====== Data

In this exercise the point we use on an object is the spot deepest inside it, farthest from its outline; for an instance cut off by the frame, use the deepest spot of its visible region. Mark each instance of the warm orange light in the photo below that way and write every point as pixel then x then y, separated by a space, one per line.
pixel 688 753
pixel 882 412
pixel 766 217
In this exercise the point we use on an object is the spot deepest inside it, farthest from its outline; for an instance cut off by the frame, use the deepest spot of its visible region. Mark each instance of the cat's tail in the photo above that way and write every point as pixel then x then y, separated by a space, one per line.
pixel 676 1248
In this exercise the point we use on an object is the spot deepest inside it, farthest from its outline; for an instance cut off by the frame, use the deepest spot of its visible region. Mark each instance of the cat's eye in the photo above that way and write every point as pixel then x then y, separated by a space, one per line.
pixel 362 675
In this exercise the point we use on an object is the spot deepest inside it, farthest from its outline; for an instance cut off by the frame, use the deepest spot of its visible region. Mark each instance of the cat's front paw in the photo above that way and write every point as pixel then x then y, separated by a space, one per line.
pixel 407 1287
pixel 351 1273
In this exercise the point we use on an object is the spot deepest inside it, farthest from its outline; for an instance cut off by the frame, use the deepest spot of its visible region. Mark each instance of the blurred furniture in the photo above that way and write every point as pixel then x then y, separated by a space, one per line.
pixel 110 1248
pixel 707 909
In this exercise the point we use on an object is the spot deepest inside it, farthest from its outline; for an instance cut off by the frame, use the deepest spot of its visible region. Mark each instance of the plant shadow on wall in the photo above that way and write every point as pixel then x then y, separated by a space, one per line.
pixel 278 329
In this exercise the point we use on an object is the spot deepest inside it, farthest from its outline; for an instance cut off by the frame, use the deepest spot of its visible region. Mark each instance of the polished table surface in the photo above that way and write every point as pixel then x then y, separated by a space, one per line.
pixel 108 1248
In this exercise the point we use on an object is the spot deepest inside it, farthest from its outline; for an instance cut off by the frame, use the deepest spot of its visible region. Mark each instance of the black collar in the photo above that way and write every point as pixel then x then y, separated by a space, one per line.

============

_Work to be completed_
Reproduce the part of the items that opens with the line containing "of the plant" and closes with the line containing "pixel 108 1248", both included. Multiply every pixel coordinate in the answers by 0.3 and round to the nearest whole number, with halves rounded up, and copy all other lines unchanged.

_Answer to the problem_
In this exercise the point we use on an object is the spot deepest inside it, farthest from its outline; for an instance cut off by the frame, use the deepest spot of its visible region. Mark each instance of the plant shadow on wall in the photo above that way and write every point as pixel then x then y, separated by a space, one per line.
pixel 83 99
In this exercise the point we use on an object is the spot deepest inside it, farthest from its outline; for an instance cut off by the frame, use the deepest spot of its visible region. Mark each instance of the polished table surface in the photo above that way and write every point as pixel then x then y, separated by a space, one per line.
pixel 32 374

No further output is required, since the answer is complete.